The problem: Copy out exactly the stretch below, from the line with "raised left tip." through the line with "of the column.", both included; the pictures stay out.

-------- Entries supplied

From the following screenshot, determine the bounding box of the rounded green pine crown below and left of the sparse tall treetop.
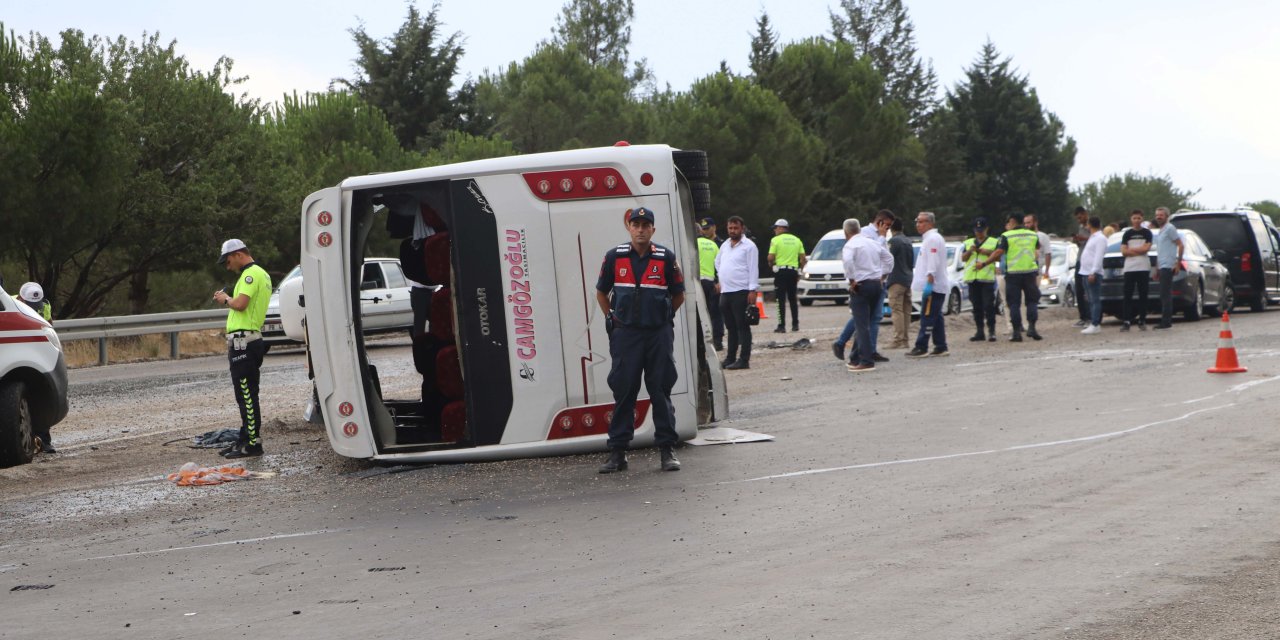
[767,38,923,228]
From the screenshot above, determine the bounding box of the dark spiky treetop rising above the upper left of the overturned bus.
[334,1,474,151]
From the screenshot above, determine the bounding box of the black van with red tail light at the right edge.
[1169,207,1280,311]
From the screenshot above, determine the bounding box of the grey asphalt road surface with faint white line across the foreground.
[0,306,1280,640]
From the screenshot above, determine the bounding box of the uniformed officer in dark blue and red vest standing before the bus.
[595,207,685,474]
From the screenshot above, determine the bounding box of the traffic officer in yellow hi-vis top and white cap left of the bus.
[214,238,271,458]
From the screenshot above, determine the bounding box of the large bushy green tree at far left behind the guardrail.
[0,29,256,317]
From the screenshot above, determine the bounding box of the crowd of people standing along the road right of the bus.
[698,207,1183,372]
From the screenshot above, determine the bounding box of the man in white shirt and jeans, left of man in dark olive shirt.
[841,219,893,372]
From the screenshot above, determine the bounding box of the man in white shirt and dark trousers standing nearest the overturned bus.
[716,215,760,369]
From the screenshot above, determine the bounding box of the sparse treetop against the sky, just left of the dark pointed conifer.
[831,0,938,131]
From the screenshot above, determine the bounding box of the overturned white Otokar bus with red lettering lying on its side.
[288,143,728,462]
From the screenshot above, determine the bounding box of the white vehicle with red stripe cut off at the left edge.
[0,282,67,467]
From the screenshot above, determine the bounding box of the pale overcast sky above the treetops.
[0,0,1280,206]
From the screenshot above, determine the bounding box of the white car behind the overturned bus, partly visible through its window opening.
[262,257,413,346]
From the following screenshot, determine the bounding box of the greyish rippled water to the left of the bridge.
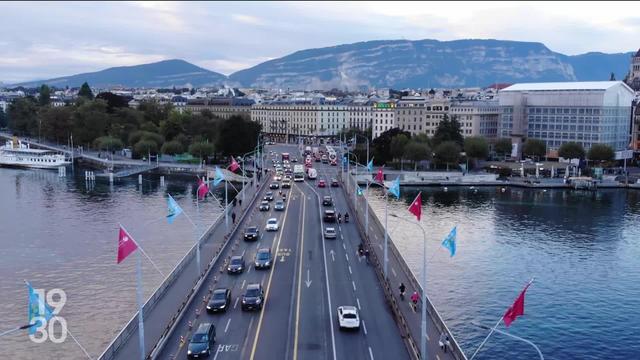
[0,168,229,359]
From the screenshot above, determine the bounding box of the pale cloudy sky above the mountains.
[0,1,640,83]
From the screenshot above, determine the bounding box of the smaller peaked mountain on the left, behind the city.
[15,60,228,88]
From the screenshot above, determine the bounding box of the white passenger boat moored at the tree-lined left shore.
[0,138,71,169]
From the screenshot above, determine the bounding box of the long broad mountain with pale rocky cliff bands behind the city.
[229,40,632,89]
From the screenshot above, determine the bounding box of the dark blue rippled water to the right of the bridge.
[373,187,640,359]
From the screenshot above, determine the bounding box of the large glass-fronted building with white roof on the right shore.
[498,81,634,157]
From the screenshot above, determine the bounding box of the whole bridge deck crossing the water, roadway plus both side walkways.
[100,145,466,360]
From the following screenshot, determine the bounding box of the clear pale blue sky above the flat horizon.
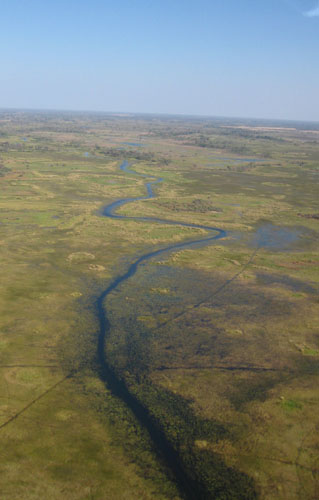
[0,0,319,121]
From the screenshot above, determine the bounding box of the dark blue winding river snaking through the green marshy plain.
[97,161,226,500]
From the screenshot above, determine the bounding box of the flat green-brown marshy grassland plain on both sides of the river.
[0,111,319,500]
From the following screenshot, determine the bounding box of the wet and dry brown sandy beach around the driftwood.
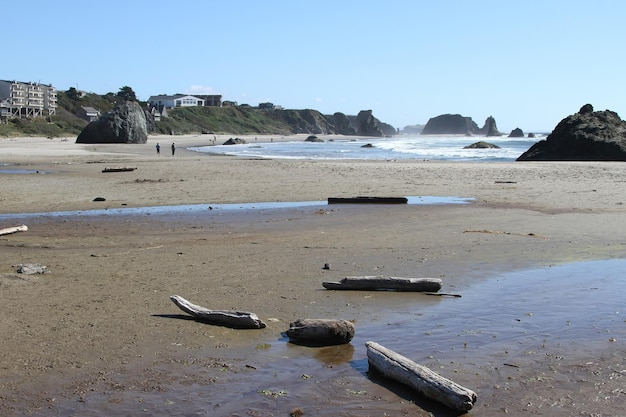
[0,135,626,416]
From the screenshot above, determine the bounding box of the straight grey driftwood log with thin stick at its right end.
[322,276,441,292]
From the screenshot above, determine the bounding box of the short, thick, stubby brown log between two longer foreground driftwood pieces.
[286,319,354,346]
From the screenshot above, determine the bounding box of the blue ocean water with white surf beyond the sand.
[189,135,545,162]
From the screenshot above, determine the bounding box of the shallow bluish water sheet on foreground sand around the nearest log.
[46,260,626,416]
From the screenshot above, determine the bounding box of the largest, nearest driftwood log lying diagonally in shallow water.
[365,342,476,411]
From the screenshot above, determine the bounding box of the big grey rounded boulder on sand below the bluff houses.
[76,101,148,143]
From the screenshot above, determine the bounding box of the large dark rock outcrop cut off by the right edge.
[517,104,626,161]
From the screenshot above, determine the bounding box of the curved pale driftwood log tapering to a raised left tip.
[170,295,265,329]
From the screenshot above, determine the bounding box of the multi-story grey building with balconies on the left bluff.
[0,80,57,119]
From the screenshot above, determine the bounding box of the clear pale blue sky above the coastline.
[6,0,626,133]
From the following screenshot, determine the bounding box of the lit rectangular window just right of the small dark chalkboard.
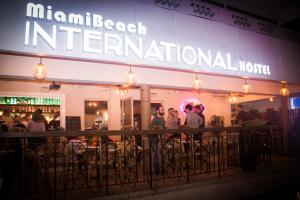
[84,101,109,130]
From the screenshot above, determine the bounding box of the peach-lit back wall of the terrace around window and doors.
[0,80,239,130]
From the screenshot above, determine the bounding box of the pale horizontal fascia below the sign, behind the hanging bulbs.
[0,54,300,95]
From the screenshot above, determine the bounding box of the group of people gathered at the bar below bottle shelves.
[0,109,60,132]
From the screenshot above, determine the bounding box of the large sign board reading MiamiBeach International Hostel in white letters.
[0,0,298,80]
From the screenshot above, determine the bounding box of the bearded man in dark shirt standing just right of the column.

----------------
-------- Entries supplied

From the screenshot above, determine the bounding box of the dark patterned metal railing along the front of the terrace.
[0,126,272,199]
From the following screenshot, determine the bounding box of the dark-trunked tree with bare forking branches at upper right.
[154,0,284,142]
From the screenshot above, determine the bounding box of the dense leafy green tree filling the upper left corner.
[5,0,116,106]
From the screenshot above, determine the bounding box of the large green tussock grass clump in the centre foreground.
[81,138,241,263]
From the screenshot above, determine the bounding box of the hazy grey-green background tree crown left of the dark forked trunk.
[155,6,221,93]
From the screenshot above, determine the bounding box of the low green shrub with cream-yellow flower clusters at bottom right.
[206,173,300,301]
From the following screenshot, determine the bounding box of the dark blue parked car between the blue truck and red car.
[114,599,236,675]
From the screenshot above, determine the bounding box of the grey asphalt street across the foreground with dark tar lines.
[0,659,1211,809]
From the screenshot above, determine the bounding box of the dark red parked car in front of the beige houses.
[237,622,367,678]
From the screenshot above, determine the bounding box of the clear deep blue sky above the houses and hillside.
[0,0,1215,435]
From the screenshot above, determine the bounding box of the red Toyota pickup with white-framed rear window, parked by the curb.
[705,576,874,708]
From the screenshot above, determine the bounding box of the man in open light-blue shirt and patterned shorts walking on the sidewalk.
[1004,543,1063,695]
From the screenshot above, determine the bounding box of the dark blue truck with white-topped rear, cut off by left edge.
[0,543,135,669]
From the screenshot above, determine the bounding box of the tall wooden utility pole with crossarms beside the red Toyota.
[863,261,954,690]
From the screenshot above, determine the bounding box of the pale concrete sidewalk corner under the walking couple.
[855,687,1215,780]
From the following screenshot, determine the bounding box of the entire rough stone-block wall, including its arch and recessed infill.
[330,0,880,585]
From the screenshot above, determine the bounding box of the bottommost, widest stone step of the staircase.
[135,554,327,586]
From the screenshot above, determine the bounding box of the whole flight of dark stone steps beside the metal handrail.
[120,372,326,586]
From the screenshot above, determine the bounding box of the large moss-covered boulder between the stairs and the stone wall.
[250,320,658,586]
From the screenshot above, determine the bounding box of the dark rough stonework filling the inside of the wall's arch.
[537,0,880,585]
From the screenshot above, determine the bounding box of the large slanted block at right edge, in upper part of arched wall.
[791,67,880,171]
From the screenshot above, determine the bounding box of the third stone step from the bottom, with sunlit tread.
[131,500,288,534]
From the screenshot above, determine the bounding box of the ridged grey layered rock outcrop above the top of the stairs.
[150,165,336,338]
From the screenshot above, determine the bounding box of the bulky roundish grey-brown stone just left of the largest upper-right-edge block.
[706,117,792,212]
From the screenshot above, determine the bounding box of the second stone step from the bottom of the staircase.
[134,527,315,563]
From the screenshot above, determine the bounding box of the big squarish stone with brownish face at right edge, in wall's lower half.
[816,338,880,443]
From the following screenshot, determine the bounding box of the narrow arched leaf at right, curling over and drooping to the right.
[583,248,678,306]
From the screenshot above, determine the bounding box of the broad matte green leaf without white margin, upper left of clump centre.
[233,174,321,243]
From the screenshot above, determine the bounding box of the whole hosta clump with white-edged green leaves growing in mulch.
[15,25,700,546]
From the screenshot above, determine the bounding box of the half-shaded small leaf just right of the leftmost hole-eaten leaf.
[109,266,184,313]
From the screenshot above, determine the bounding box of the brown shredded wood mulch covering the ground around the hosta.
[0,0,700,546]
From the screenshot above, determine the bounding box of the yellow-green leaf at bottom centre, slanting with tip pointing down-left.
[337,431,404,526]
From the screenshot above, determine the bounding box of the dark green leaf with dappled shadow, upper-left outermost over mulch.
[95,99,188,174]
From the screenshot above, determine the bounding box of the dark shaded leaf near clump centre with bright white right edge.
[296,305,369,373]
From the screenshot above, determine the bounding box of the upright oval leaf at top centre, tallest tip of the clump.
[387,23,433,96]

----------------
-------- Entries supplied

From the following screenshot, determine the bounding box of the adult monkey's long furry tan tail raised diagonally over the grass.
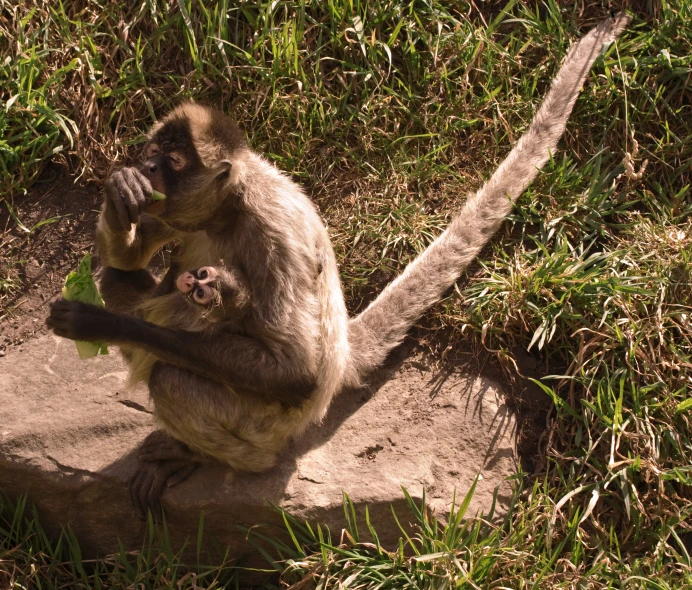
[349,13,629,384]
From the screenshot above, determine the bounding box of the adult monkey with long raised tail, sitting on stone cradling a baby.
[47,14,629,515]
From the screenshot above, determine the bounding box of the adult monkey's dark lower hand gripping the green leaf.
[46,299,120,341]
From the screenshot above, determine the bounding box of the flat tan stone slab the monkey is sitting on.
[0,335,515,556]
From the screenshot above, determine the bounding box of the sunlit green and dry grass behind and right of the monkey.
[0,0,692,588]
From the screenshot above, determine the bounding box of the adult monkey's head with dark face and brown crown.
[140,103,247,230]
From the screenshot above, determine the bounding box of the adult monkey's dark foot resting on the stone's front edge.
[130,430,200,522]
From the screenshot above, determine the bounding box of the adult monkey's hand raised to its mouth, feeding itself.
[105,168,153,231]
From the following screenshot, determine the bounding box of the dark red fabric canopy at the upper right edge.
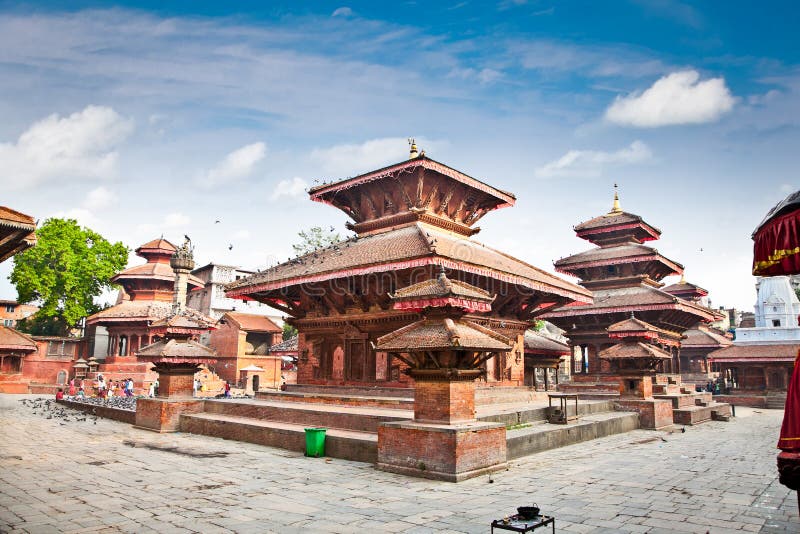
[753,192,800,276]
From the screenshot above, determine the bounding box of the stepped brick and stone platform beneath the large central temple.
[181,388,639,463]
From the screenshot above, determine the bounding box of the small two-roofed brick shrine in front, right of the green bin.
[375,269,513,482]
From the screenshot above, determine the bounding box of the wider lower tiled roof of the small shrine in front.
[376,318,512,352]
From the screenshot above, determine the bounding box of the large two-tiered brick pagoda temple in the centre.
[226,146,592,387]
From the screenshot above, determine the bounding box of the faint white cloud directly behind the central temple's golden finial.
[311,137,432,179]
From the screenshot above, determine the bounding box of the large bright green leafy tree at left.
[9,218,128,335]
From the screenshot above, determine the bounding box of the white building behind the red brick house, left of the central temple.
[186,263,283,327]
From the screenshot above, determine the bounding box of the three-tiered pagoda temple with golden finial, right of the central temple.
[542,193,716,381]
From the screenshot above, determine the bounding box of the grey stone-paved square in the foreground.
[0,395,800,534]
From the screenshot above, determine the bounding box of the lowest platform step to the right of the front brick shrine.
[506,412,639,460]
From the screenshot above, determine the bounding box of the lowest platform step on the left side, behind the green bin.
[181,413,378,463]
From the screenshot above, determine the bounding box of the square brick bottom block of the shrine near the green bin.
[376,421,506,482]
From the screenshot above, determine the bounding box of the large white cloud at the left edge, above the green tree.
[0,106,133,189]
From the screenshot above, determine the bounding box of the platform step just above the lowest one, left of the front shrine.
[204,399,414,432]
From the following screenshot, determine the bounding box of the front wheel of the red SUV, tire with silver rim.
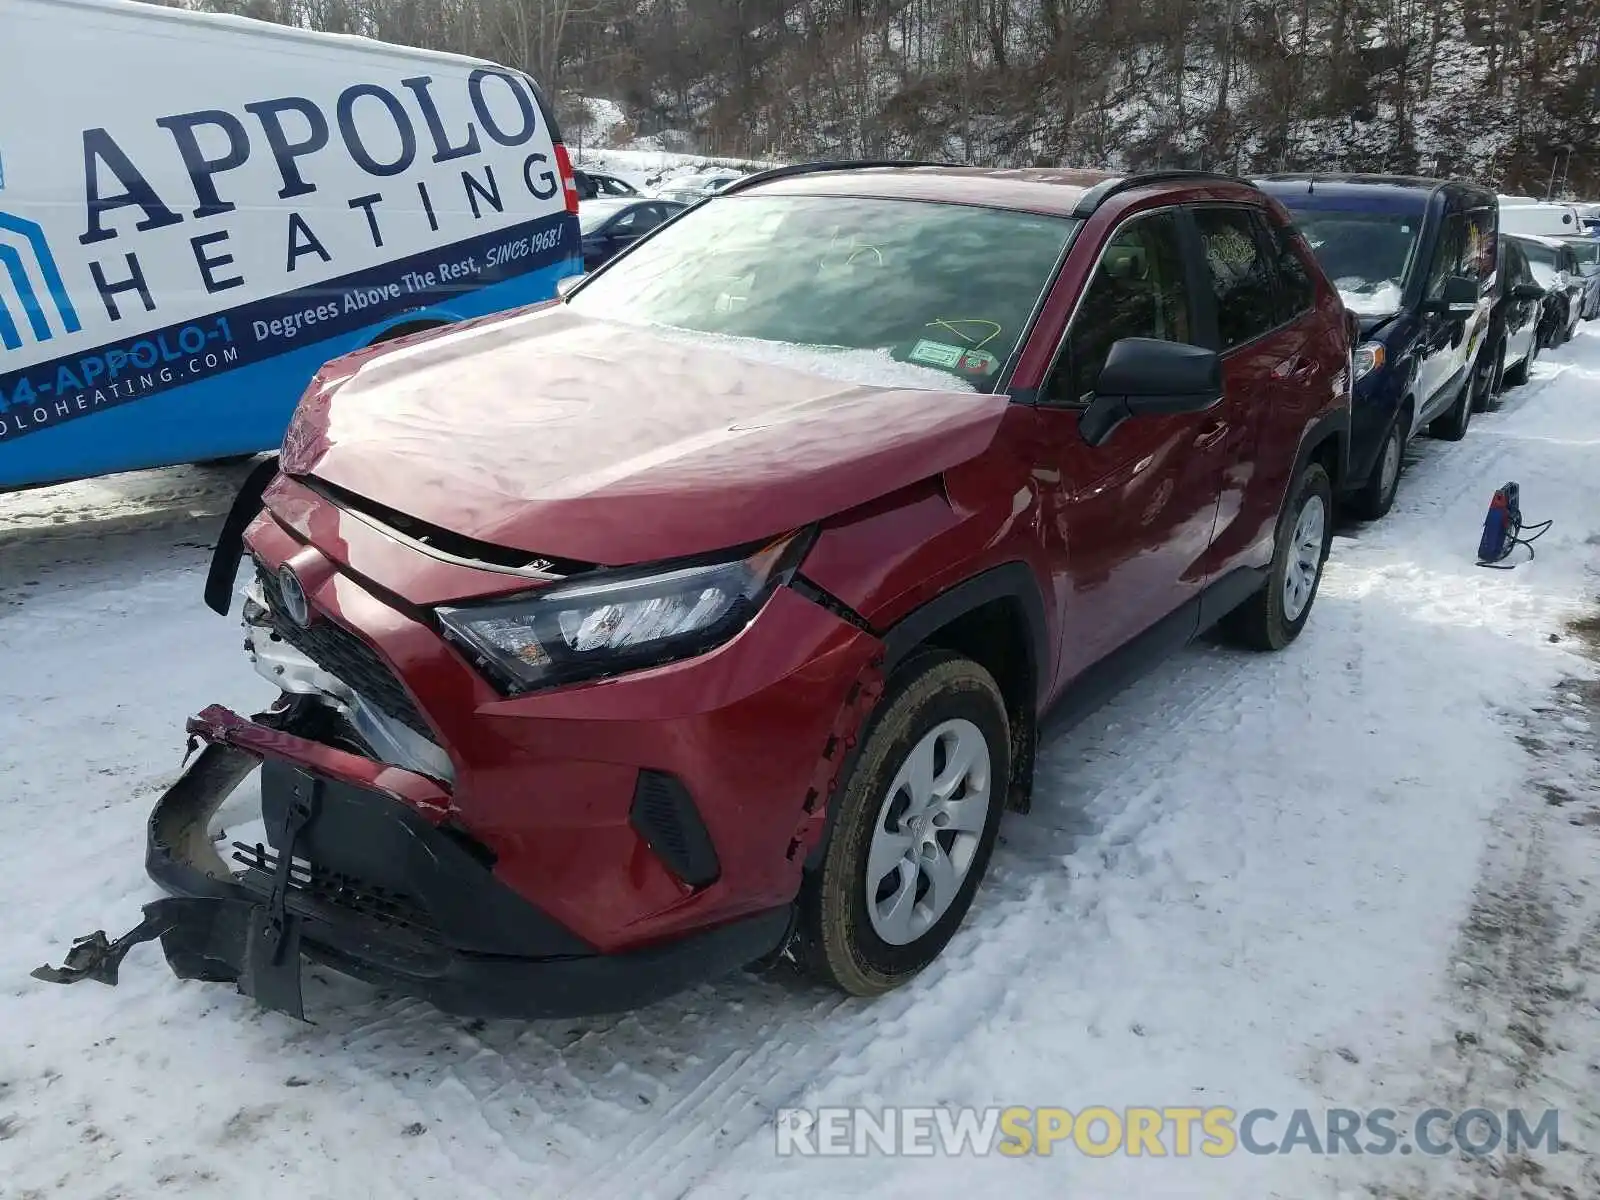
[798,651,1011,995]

----------------

Exercise answer:
From the screenshot above, determine the bounding box of the curved pale driftwood log tapering to a raised left tip.
[170,295,265,329]
From the screenshot above, determine the bounding box of the multi-story grey building with balconies on the left bluff.
[0,80,57,119]
From the screenshot above, determine the bounding box of the clear pale blue sky above the coastline.
[6,0,626,133]
From the following screenshot, determine the bounding box of the lit rectangular window just right of the small dark chalkboard.
[84,101,109,130]
From the screenshot above, determine the bounding box of the peach-lit back wall of the terrace around window and doors.
[0,80,239,130]
From the screenshot above, determine the bounding box of the pale horizontal fascia below the sign, behind the hanging bulbs.
[0,54,300,95]
From the screenshot above, determine the bounding box of the group of people gathered at the bar below bottle shelves.
[0,109,60,132]
From the screenshot above, determine the bounding box of the large sign board reading MiamiBeach International Hostel in white letters.
[0,0,298,80]
From the screenshot above, determine the bounding box of the bearded man in dark shirt standing just right of the column.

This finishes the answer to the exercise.